This is a partial list of active, former and demolished places of worship in the Craven District in North Yorkshire in England.

Most or all of Craven falls within the Archdeaconry of Richmond and Craven in the Church of England, the Skipton and Grassington circuit or the Airedale circuit in the Methodist Church, and the Keighley/Skipton deanery in the Roman Catholic Church.

Airton-in-Craven
Friends' Meeting House 
Airton Wesleyan Methodist Chapel (now closed and in residential use): the chapel's Great War memorial plaque is now located in Kirby Malham St Michaels Church.

Bolton
Bolton Abbey
The Priory Church of St Mary and St Cuthbert, Bolton Abbey
It is thought that there may have been a Saxon chapel on the site of the present Bolton Priory church.

Bradley
Bradley Methodist Chapel, formerly Bradley Primitive Methodist Chapel, built in 1897; its foundation stones were laid on 17 April 1997.

Requirement A: According to the list of places of worship in Craven, where is the Great War memorial plaque from the Airton Wesleyan Methodist Chapel now located?
Requirement B: In one to three sentences, explain what the list of places of worship in Craven says about the present state of the Airton Wesleyan Methodist Chapel and what happened to its Great War memorial plaque.
Requirement C: Go on with the list of places of worship in Craven from its last entry.

Collected data:

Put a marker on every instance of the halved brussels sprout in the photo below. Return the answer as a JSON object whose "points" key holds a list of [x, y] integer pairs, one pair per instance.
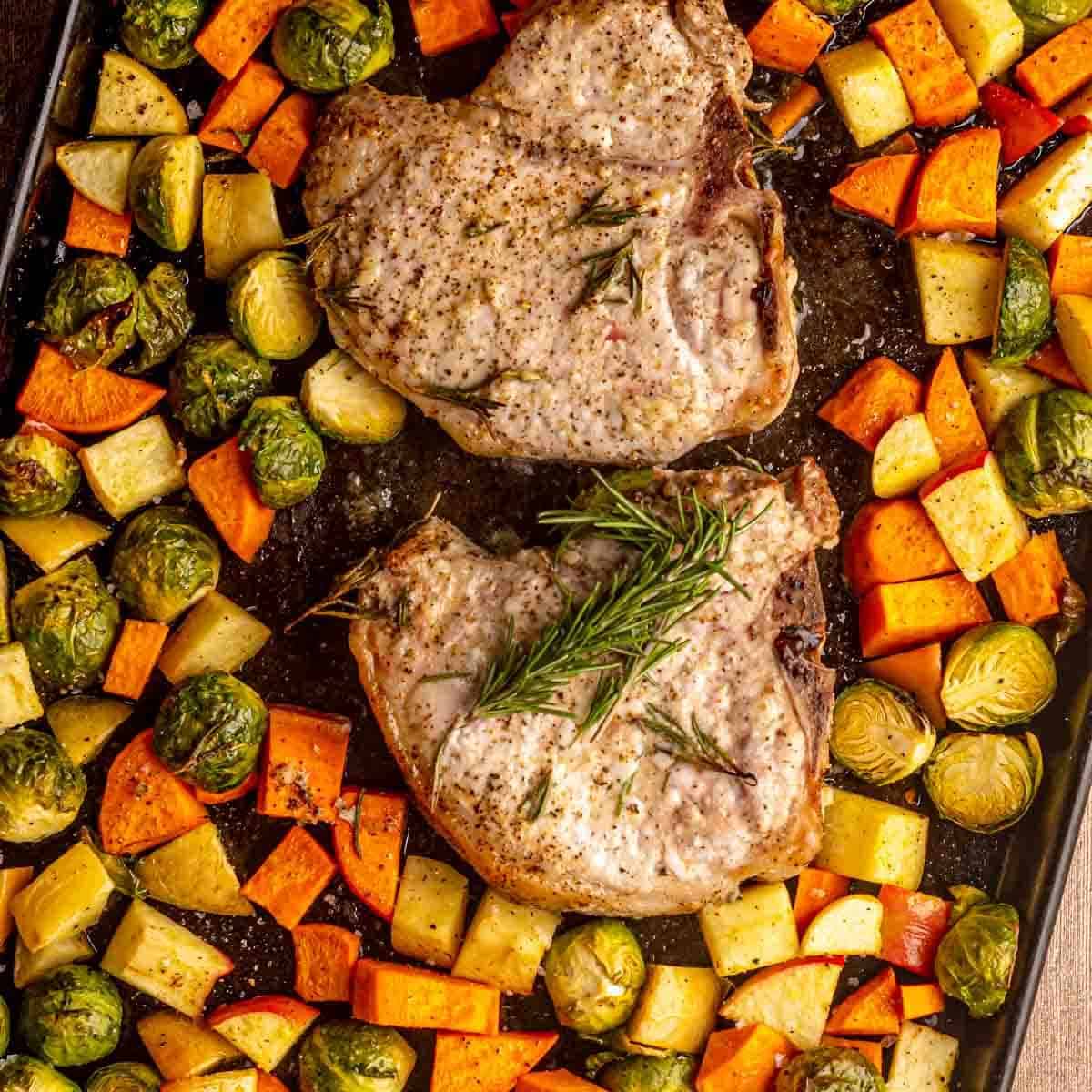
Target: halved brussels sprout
{"points": [[977, 955], [213, 381], [271, 306], [159, 32], [71, 1016], [288, 453], [66, 622], [594, 975], [984, 782], [352, 1057], [880, 733], [37, 478], [210, 731], [997, 675], [165, 190], [163, 563], [329, 45], [1046, 450]]}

Expected output A: It is now in Kirby Malham St Michaels Church.

Expected output B: The Airton Wesleyan Methodist Chapel has closed and is now used as a residence. Its Great War memorial plaque has been moved to Kirby Malham St Michaels Church.

Expected output C:
South Brook Chapel, a Primitive Methodist chapel dating from 1835.

Broughton
The Anglican church is part of the Parish of Broughton, Marton and Thornton.

Carleton-in-Craven
Carleton in Craven Wesleyan Methodist Church. The electric lighting in the church was installed in memory of the scholars and members who gave their lives during World War I.
Primitive Methodist Chapels: the "My Primitive Methodists" website notes the existence of two Primitive Methodist chapels in this village, one dating from 1861 and the other from 1902.
St Mary the Virgin Parish Church

Cononley
Cononley Methodist Church
St John's Church
The two churches are joined in a Local Ecumenical Partnership (LEP).

Draughton
St Augustine's Church (Anglican), Low Lane, Draughton BD23 6DZ, one of the places of worship of Holy Trinity Church, Skipton.

East Marton
St Peter's Church in East Marton, formerly called Church Marton, part of the Parish of Broughton, Marton and Thornton.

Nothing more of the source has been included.